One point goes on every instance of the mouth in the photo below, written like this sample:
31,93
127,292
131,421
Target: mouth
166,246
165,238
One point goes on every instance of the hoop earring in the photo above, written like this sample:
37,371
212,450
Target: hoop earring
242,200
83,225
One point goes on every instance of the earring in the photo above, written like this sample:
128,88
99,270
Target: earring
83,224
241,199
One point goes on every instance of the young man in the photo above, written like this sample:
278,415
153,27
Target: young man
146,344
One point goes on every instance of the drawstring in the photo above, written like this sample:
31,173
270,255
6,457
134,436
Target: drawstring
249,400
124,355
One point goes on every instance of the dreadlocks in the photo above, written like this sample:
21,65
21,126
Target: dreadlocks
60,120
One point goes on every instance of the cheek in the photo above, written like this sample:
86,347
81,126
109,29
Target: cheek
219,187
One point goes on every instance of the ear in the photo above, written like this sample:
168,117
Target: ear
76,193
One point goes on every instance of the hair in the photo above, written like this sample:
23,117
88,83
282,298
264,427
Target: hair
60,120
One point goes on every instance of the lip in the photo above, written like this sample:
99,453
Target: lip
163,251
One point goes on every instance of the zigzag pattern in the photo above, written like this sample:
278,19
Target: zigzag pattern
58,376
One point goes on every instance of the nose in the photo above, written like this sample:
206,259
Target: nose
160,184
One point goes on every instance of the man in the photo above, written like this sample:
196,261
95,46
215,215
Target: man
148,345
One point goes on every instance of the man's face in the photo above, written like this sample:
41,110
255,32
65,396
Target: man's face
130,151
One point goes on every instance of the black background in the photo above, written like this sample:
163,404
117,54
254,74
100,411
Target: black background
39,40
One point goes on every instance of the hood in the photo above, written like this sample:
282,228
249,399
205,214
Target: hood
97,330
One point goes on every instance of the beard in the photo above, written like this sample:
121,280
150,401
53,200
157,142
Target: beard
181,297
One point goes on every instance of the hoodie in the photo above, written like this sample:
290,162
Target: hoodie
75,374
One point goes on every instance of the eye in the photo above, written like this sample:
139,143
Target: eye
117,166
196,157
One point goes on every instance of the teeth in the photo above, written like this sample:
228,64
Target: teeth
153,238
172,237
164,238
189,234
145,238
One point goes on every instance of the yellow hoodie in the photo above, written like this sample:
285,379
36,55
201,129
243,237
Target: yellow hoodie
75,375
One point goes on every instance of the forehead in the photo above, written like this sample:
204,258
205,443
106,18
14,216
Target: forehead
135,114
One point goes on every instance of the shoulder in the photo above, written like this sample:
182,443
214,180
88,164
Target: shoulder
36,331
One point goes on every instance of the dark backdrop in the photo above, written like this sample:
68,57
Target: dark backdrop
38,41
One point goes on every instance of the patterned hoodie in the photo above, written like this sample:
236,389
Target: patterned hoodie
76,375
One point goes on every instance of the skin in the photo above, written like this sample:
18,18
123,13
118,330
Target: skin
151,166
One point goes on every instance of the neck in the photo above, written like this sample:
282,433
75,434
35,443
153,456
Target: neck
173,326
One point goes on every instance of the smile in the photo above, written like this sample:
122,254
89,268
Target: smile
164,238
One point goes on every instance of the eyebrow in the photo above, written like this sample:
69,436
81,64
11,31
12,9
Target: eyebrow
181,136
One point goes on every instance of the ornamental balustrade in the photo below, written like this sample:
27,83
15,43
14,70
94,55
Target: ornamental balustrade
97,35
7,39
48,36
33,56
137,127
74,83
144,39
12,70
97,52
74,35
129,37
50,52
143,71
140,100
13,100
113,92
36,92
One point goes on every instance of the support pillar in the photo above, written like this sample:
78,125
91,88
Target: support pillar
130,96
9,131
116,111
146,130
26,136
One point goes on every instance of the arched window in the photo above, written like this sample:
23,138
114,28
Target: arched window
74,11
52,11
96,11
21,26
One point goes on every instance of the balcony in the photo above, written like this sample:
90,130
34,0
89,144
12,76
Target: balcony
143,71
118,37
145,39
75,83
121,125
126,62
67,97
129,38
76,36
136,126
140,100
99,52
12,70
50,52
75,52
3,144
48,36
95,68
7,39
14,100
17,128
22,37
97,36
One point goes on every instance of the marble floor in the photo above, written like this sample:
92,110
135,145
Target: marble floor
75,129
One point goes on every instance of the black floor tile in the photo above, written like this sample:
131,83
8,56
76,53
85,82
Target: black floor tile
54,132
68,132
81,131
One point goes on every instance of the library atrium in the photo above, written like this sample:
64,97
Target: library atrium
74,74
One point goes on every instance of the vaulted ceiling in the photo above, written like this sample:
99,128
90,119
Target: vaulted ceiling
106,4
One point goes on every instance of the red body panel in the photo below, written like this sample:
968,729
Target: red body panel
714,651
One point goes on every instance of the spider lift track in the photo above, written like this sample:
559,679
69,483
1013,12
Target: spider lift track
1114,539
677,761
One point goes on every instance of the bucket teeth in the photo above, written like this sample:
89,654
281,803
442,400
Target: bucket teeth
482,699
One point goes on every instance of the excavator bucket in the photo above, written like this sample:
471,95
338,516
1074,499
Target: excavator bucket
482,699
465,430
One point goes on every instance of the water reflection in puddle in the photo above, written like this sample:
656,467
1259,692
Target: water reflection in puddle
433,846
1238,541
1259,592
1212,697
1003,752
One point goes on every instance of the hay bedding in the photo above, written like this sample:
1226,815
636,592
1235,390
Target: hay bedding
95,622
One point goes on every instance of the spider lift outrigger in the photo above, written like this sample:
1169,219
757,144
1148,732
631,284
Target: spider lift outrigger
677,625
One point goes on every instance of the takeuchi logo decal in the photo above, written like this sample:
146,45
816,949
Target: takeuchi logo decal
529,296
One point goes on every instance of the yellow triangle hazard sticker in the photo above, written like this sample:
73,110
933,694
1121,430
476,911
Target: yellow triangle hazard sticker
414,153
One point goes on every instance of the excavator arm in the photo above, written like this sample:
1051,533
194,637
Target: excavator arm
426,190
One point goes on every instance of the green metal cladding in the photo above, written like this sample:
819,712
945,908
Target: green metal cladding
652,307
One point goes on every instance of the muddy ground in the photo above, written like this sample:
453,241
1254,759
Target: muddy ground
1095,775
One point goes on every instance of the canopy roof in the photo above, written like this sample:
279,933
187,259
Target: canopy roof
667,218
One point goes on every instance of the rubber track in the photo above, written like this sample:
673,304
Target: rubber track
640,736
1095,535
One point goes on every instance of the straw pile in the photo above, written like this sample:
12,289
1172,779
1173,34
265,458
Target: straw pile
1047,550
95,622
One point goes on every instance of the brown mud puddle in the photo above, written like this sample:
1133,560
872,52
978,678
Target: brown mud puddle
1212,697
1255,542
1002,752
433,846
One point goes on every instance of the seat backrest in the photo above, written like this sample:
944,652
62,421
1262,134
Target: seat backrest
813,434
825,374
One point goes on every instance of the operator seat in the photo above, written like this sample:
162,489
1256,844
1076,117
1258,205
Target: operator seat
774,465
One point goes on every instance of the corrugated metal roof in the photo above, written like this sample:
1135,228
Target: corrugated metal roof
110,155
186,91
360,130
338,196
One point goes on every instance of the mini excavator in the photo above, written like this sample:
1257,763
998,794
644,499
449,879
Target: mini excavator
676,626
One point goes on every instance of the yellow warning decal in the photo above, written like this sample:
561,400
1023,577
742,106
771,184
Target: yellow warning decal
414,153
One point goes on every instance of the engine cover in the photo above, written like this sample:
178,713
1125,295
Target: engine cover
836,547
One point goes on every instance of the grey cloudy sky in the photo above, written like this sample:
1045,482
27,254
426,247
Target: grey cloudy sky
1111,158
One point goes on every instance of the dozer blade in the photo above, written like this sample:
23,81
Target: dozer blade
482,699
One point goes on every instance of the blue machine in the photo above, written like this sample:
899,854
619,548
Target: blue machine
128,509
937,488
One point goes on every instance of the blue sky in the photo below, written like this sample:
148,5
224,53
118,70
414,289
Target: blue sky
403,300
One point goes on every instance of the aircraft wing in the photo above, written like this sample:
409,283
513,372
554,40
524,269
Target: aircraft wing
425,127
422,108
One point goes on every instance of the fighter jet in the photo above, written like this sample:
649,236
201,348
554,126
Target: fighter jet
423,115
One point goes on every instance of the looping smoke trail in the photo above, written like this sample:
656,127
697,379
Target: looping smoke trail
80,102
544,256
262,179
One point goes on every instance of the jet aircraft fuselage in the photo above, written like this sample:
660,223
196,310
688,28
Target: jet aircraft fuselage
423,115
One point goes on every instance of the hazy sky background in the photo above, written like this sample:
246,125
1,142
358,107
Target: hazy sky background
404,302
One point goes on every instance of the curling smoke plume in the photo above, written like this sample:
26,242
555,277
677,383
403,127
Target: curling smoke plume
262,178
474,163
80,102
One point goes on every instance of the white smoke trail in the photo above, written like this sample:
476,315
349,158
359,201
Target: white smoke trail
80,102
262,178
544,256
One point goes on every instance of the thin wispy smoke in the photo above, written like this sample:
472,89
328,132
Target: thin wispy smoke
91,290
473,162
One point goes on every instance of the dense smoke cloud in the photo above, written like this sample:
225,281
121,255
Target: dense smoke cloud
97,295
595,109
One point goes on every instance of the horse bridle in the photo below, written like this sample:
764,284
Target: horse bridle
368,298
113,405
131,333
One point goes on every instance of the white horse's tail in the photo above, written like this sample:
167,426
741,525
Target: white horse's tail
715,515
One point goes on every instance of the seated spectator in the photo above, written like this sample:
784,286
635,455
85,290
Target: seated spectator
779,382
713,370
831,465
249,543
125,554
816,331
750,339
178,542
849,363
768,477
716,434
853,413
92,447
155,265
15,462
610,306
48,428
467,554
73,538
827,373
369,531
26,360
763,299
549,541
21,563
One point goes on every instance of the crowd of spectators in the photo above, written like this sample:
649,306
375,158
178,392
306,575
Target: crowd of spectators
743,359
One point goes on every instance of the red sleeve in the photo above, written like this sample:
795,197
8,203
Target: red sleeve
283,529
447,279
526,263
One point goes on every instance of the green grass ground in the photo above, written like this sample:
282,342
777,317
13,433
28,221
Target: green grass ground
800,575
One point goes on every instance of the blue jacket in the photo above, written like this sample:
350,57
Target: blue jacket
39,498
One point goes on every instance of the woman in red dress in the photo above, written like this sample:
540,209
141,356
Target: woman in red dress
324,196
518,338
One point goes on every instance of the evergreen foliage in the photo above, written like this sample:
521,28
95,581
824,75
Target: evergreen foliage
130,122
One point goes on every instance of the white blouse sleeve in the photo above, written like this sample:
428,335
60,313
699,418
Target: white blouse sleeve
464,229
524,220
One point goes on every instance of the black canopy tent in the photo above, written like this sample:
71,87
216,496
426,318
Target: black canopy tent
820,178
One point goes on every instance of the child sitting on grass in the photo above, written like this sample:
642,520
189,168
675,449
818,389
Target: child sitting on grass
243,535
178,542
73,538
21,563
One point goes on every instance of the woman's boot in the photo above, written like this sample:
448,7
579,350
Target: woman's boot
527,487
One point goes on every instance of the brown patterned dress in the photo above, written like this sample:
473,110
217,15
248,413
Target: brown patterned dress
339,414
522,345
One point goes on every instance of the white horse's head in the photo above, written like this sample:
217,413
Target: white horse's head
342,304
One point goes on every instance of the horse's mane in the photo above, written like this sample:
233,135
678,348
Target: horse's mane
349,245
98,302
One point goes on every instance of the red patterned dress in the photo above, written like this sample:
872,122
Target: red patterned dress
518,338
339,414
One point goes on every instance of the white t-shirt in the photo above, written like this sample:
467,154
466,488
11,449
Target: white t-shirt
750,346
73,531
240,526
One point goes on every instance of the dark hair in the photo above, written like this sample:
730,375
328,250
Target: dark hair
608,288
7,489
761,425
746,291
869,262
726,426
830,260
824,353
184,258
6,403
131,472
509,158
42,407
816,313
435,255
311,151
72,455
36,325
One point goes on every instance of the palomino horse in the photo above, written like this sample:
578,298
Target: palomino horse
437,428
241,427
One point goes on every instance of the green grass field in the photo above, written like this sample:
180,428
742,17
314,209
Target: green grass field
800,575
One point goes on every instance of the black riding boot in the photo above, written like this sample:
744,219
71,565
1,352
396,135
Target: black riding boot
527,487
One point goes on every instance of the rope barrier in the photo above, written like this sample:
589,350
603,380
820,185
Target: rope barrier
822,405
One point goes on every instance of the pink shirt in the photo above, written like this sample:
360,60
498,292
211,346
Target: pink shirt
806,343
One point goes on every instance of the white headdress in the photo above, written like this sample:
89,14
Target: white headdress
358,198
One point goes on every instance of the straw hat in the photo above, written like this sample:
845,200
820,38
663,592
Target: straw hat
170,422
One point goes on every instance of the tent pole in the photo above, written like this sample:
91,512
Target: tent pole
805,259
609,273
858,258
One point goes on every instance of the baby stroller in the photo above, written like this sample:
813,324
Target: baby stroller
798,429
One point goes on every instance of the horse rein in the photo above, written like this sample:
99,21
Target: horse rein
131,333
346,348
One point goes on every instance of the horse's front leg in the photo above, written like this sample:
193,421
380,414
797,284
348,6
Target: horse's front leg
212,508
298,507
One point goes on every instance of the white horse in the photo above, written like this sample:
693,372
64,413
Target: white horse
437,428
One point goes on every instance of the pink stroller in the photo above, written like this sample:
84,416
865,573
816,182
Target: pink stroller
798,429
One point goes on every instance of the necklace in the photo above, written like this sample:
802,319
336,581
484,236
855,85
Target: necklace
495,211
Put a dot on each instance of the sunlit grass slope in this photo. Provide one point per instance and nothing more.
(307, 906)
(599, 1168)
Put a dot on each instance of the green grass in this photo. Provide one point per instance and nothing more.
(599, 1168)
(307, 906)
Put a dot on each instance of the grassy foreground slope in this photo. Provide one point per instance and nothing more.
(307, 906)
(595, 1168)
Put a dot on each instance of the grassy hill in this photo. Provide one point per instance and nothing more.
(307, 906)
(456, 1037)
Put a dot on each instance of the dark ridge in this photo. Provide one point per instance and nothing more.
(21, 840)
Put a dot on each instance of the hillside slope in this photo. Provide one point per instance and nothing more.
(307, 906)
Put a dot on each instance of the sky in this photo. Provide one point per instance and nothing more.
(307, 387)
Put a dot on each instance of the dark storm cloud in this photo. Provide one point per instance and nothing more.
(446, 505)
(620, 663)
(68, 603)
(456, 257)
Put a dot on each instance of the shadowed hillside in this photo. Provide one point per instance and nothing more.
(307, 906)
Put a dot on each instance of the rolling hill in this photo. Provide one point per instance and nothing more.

= = = = =

▶ **Problem to solve**:
Report every line from the material above that mentions the word "below".

▶ **Result for this task**:
One point goes on every instance of the mouth in the photo below, written like this sample:
One point goes on every instance of the ornamental balustrade in the photo below, written like this sample:
One point goes on every instance of the red body panel in the photo below, written like this sample:
One point goes on every instance of the blue sky in the photo below, written like this sample:
One point goes on every instance of the horse bridle in the photo below, written like this sample:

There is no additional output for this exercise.